O QUE SE PEDE>
1. Reescreva em forma de lista o parágrafo do trecho citado que começa por "«Enraizada» em Cristo" e mantenha os seus fatos principais.
2. Diga se cada afirmação concorda com o trecho citado e responda com sim ou não, seguido das palavras do trecho que decidem a questão, citadas literalmente: (a) O «plano de vida» que Isabel segue é proposto por São Paulo. (b) A proposta foi desenvolvida em parceria com as Irmãs do Carmelo de Cristo Redentor de Lisboa. (c) A Palavra dilata o coração de Isabel.

Ter. Abr 23rd, 2024

Oratório Peregrino

Um oratório à maneira de um viático para tempos de carestia
Uma proposta desenvolvida em parceria com

Irmãs do Carmelo de Cristo Redentor – Aveiro


XXXVI Passo | Movida pela Palavra Divina

 

Isabel, «levantada» (UR 31) por Cristo depois de cada queda, volta a recomeçar o caminho seguindo o «plano de vida» que São Paulo lhe propõe e que hoje nos vai explicar.

«Enraizada» em Cristo, as suas raízes absorvem «a seiva divina». Graças a essa seiva alimenta-se, «reveste-se» de uma nova vida, rejuvenesce. Descobre-se a si mesma «cimentada» na terra sólida de Cristo e «elevada» acima de tudo o que é passageiro, armada contra as reivindicações da velha «natureza» que sobrevive em nós. «Firme na fé» graças a Jesus Cristo, canta os seus louvores «em todas as situações, e apesar de tudo». Realmente, a força de Deus manifesta-se na sua debilidade (2 Co 12, 9) e a vida de Jesus na sua carne mortal (2 Co 4, 11).

Acompanharemos, mais um dia, Isabel  na sua profunda leitura do Novo Testamento e «mergulharemos» com ela no «plano divino», no «grande mistério de Deus», que Ele concebeu em nosso benefício e para louvor do Pai.

Que impressionante impacto produz na alma de Isabel o Livro sagrado! Com olhar certeiro, «aprofunda nele com esse modo de pensar de Cristo de que fala São Paulo» (UR 21). A Palavra vibra nela, dilata o seu coração e ressoa amplamente na sua situação concreta e existencial. Isabel vive intensamente, com a Trindade no seu coração e com o Livro sagrado ao alcance da mão.

EXCERTOS DA LISTAGEM>
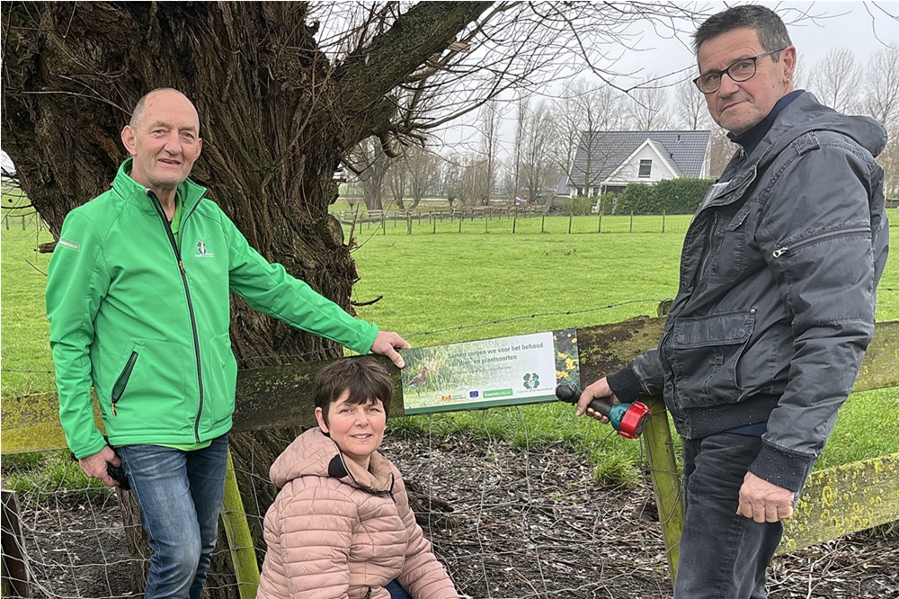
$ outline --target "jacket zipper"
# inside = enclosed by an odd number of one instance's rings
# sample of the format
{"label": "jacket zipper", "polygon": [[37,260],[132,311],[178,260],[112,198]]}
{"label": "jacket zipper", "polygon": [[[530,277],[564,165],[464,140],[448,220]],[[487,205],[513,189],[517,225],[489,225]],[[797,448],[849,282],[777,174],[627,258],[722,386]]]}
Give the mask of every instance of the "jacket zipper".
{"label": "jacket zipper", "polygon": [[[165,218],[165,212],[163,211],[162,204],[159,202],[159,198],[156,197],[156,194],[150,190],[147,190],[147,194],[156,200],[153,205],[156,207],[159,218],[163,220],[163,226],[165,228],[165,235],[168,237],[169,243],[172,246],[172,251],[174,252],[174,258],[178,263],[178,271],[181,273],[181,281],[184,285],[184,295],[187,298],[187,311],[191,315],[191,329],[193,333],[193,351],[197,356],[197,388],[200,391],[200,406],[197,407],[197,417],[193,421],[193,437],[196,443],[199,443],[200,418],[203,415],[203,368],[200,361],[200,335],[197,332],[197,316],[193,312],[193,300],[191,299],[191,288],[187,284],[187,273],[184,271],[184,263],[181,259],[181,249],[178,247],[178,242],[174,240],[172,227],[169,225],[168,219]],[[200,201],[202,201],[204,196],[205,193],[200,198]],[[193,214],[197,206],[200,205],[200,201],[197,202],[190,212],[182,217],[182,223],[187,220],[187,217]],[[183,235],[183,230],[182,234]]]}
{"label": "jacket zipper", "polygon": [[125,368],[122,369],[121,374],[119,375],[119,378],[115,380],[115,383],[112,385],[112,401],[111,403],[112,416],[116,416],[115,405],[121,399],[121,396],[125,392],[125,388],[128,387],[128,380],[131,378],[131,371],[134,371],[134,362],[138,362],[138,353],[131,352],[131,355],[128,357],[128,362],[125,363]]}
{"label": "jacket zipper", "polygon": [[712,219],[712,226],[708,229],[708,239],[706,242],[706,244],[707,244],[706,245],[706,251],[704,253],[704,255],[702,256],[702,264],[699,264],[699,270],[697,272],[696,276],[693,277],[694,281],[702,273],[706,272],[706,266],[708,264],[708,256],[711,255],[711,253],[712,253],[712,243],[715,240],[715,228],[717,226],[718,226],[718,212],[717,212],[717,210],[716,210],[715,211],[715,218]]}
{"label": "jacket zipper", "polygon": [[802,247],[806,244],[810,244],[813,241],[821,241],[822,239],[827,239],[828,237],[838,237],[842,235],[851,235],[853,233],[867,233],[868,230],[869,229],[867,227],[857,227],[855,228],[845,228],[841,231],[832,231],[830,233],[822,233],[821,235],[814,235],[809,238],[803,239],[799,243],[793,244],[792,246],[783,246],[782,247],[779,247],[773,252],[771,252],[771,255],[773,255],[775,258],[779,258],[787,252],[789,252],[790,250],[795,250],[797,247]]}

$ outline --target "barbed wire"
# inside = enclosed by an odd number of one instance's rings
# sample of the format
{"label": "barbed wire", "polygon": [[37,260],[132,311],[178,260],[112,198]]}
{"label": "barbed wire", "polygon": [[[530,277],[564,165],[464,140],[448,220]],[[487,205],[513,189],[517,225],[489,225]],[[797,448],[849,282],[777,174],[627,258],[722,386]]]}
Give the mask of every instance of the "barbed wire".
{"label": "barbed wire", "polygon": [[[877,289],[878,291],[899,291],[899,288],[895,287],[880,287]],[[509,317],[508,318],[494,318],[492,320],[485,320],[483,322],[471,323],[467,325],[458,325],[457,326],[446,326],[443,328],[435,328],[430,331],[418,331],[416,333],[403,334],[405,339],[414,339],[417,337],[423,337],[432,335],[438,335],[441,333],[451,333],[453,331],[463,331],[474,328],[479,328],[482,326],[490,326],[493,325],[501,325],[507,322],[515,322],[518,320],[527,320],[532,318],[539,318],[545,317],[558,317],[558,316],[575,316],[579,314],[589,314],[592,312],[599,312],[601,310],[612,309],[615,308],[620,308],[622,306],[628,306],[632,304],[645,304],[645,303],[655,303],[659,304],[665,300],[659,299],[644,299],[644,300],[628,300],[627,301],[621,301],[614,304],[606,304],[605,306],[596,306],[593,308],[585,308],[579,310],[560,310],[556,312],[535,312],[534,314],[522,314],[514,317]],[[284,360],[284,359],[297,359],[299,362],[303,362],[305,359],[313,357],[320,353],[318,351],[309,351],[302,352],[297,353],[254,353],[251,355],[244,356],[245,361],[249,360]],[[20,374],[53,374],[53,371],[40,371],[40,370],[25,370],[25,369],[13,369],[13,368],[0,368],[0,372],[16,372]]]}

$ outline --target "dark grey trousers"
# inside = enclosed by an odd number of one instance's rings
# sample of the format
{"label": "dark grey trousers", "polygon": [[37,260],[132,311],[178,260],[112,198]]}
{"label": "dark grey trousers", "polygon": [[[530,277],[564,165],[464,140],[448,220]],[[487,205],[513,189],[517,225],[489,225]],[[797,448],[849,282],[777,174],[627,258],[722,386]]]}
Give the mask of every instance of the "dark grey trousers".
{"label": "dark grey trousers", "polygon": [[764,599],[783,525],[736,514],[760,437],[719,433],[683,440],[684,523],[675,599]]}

RESULTADOS DO EXERCÍCIO>
1.
- Enraizada em Cristo, Isabel absorve a seiva divina, que a alimenta, a reveste de uma nova vida e a rejuvenesce.
- Descobre-se cimentada na terra sólida de Cristo e elevada acima do que é passageiro, armada contra a velha natureza.
- Firme na fé graças a Jesus Cristo, canta os seus louvores em todas as situações.
- A força de Deus manifesta-se na sua debilidade (2 Co 12, 9) e a vida de Jesus na sua carne mortal (2 Co 4, 11).

2.
(a) Sim: "seguindo o «plano de vida» que São Paulo lhe propõe".
(b) Não: "Irmãs do Carmelo de Cristo Redentor – Aveiro".
(c) Sim: "A Palavra vibra nela, dilata o seu coração".